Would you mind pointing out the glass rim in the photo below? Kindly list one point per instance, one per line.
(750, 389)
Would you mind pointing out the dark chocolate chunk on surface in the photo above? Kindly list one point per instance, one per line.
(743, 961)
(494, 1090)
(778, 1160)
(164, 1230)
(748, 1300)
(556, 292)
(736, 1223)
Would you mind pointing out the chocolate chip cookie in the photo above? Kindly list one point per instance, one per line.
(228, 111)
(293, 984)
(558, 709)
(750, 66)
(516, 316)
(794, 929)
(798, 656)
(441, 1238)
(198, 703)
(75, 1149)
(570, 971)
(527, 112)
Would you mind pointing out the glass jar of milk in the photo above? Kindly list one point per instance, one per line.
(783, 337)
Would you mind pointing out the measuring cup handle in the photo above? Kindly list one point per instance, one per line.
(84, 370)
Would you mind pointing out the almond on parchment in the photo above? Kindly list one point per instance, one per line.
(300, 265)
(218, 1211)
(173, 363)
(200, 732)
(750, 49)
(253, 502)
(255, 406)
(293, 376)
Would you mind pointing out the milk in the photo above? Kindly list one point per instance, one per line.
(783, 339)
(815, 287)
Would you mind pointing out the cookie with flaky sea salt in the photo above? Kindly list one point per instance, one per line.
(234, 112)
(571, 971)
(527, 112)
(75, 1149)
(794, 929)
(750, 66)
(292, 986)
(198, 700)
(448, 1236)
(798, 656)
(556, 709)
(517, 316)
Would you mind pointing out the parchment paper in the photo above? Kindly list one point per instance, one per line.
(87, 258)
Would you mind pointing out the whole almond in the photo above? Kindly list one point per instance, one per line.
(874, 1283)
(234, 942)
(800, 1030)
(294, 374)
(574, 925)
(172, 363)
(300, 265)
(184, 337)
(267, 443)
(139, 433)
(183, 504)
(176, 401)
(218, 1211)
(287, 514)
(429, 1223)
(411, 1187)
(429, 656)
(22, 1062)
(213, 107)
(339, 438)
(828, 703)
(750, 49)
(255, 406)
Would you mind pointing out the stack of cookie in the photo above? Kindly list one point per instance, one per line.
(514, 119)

:::::

» **Goal**
Output the listing above word for word.

» **The response**
Would you mind pointing out the glass rim in the photo below? Kindly list one point per instance, one per line.
(750, 389)
Would you mind pointing out the dark chocolate chunk on surface in the photo above? Kindly list one point per instance, one per line.
(743, 961)
(494, 1090)
(778, 1160)
(164, 1230)
(748, 1300)
(556, 292)
(736, 1223)
Would you mind pointing out the chocolate chip cookie in the photo above? Kindly list one point per instance, one per line.
(228, 111)
(293, 984)
(558, 709)
(750, 66)
(516, 316)
(794, 929)
(798, 656)
(441, 1238)
(198, 703)
(75, 1149)
(570, 971)
(527, 112)
Would you mind pointing out the glass jar of milk in the photo above? Kindly list one point per instance, one per line.
(783, 337)
Would you mind pointing out the measuring cup handle in the photo above? Kindly list one point per instance, one per line.
(84, 370)
Would you mind pointing out the almond on parchment in the photo above? Kindly list one point per instance, one per line.
(300, 265)
(218, 1211)
(173, 363)
(200, 732)
(750, 49)
(253, 502)
(255, 406)
(293, 376)
Would you mind pointing out the milk in the photo above? Kindly list one point per instance, one per line.
(783, 339)
(815, 287)
Would you mind pointing out the cookie with flaky sea salt in the photo above? Kindly list one point per instance, one per line.
(234, 112)
(571, 971)
(527, 112)
(75, 1149)
(794, 929)
(750, 66)
(292, 986)
(198, 700)
(448, 1236)
(798, 656)
(556, 709)
(517, 316)
Would you mind pointing out the parchment paper in the photo above? Kindly list one point per instance, one per line.
(87, 258)
Would you mind pointing out the whole almond in the photo above? Kindly list one point per instance, one per line.
(874, 1283)
(234, 942)
(800, 1030)
(294, 374)
(574, 925)
(172, 363)
(300, 265)
(184, 337)
(267, 443)
(139, 433)
(183, 504)
(176, 401)
(218, 1211)
(287, 514)
(429, 1223)
(411, 1187)
(429, 656)
(22, 1062)
(213, 107)
(339, 438)
(828, 703)
(750, 49)
(255, 406)
Would you mind pointing out the stack of cookie in the photo above? Kindly list one point per instance, one per line.
(514, 119)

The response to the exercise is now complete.